Saved entries
####################
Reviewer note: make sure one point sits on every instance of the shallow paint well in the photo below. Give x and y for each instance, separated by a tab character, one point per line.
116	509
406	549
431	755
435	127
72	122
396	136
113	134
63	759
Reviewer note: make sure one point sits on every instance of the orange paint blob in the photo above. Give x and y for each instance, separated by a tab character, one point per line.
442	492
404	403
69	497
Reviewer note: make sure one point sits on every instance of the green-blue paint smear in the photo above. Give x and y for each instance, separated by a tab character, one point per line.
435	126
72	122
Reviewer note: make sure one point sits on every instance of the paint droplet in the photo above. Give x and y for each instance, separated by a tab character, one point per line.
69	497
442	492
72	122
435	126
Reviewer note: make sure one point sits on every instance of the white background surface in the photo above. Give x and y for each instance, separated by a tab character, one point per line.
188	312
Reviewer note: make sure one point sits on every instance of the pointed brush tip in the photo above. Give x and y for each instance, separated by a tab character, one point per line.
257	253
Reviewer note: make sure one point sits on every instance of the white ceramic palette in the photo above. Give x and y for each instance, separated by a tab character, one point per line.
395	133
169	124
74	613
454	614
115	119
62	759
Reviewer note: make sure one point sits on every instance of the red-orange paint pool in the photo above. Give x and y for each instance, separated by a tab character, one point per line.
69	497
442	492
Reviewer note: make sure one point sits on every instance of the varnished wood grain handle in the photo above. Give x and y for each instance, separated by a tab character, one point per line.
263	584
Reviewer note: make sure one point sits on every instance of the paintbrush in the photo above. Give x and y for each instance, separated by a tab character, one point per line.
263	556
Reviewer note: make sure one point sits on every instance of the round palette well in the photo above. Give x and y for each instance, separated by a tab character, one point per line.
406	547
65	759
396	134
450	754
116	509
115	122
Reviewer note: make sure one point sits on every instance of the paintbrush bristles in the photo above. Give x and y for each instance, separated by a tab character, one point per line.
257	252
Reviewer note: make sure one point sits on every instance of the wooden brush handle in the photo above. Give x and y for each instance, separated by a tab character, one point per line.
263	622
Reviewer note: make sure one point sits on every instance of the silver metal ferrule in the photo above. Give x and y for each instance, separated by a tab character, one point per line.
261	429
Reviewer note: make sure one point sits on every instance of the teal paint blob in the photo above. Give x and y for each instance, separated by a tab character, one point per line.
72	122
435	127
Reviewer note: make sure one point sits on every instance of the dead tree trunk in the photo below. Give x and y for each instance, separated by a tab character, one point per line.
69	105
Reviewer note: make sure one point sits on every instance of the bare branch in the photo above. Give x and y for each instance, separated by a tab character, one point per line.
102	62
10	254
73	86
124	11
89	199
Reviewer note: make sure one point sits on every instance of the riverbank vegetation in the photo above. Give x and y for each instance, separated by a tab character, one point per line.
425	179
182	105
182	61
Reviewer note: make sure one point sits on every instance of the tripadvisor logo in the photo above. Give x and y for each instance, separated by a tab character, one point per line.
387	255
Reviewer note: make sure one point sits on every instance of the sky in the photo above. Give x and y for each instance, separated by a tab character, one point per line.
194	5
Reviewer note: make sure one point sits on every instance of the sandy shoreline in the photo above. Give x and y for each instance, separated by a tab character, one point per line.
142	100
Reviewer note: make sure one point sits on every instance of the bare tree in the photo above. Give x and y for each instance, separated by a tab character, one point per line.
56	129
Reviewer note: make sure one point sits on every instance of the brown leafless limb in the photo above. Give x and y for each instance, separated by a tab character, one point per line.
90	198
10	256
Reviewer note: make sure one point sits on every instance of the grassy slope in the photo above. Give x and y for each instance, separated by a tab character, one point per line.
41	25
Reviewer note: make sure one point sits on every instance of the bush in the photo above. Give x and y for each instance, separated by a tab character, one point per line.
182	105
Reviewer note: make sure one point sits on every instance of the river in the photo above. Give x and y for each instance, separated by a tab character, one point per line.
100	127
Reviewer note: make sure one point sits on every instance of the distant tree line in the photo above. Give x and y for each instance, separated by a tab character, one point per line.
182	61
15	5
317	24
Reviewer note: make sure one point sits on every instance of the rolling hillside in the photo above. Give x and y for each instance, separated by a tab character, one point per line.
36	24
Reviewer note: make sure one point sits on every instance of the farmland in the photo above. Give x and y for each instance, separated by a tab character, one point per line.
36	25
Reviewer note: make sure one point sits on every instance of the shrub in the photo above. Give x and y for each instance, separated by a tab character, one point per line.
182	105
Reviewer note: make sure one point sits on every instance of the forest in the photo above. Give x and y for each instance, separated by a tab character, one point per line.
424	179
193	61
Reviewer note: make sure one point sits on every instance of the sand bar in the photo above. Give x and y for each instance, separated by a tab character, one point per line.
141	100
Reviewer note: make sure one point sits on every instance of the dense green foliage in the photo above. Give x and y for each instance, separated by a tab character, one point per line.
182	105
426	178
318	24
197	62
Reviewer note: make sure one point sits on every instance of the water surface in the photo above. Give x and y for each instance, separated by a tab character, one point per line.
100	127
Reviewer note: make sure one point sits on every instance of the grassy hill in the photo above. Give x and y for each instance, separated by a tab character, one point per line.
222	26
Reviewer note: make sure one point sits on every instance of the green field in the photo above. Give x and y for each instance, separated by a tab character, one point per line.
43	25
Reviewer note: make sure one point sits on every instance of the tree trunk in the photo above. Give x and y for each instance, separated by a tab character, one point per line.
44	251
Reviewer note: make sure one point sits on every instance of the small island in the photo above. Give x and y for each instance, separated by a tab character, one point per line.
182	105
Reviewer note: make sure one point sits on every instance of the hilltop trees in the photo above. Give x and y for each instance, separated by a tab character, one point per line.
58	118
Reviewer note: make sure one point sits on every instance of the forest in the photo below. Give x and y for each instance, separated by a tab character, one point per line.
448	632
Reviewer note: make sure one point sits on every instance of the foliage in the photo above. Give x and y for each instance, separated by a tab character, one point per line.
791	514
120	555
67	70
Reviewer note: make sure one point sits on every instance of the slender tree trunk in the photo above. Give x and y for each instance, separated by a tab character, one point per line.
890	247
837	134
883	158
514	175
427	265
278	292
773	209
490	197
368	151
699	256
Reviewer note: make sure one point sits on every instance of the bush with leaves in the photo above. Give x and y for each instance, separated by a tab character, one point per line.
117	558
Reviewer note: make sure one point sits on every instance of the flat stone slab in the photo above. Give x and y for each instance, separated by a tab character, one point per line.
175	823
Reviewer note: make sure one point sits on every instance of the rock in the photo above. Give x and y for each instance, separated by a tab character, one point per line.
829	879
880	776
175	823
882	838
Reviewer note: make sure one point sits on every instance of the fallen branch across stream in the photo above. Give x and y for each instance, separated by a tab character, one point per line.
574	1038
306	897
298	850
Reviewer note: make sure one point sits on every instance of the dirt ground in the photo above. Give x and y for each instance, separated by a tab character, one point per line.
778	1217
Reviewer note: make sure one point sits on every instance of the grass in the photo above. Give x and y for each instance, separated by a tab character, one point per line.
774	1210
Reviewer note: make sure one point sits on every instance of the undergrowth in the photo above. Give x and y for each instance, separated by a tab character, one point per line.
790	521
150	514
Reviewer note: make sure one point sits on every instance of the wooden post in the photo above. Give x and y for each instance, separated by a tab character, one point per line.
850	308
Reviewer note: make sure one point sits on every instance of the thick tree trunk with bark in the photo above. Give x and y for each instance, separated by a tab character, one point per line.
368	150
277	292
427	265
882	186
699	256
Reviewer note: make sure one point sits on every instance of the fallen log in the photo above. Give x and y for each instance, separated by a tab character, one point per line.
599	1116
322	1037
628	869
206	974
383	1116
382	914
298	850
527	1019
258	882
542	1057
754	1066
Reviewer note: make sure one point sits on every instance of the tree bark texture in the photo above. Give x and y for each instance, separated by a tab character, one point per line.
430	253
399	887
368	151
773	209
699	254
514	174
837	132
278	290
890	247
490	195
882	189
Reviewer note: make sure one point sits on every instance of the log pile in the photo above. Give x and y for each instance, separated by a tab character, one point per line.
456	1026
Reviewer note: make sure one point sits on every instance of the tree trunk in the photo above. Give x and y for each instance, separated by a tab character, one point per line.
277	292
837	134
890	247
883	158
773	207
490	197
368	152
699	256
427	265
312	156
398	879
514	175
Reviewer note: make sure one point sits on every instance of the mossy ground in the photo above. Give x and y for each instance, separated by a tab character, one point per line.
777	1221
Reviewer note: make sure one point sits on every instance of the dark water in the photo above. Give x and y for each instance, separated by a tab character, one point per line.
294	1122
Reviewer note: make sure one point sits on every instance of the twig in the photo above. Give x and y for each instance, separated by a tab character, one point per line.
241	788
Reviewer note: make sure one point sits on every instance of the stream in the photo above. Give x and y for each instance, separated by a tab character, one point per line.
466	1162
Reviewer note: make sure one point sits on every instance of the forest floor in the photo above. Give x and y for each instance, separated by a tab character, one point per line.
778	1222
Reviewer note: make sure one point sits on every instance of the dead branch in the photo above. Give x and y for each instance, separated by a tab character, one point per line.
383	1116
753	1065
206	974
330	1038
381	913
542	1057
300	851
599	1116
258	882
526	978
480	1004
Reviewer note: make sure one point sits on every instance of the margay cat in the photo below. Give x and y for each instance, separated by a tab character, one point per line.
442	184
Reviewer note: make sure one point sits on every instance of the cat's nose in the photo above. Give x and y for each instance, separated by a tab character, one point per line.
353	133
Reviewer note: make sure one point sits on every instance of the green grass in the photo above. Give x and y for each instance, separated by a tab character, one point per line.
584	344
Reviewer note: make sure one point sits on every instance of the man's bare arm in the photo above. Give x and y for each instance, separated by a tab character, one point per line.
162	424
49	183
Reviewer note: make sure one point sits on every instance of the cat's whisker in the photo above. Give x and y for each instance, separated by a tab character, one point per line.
####################
• Your task: Give back the lines above exactly, from the one with "of the stream" through the last line.

• Answer area:
Reviewer note: make sure one point sits on every instance of the stream in the photo above. Give x and y for each instance, separated by a tab character, one point per line.
466	1162
Reviewer note: make sure one point sits on every instance of the forest floor in the photo above. Give x and y for each instance, separated by a tab character, one point per line.
778	1222
Reviewer note: make sure one point sits on every instance of the dead branch in the photo above. Give x and y for each instance, separated by a tab character, one point per line.
383	1116
753	1065
206	974
330	1038
381	913
542	1057
300	851
599	1116
258	882
526	978
480	1004
Reviewer note: make sure one point sits on every instance of the margay cat in the photo below. Give x and y for each instance, separated by a tab character, one point per line.
442	184
Reviewer note: make sure one point sits on every instance of the cat's nose in the photo above. Give x and y for each instance, separated by a tab character, one point per line.
353	133
Reviewer note: make sure one point sits on every instance of the green grass in the photo above. Give x and y for each instance, separated by a tab character, one point per line.
584	344
Reviewer note: make sure one point sits on every instance of the man's bare arm in the photo above. Give x and y for each instance, separated by a tab character, one point per line.
162	424
49	183
Reviewer note: make sure one point sits on every instance of the cat's whisker in the photo above. Give x and y for each instance, separated by a tab character, one point per line.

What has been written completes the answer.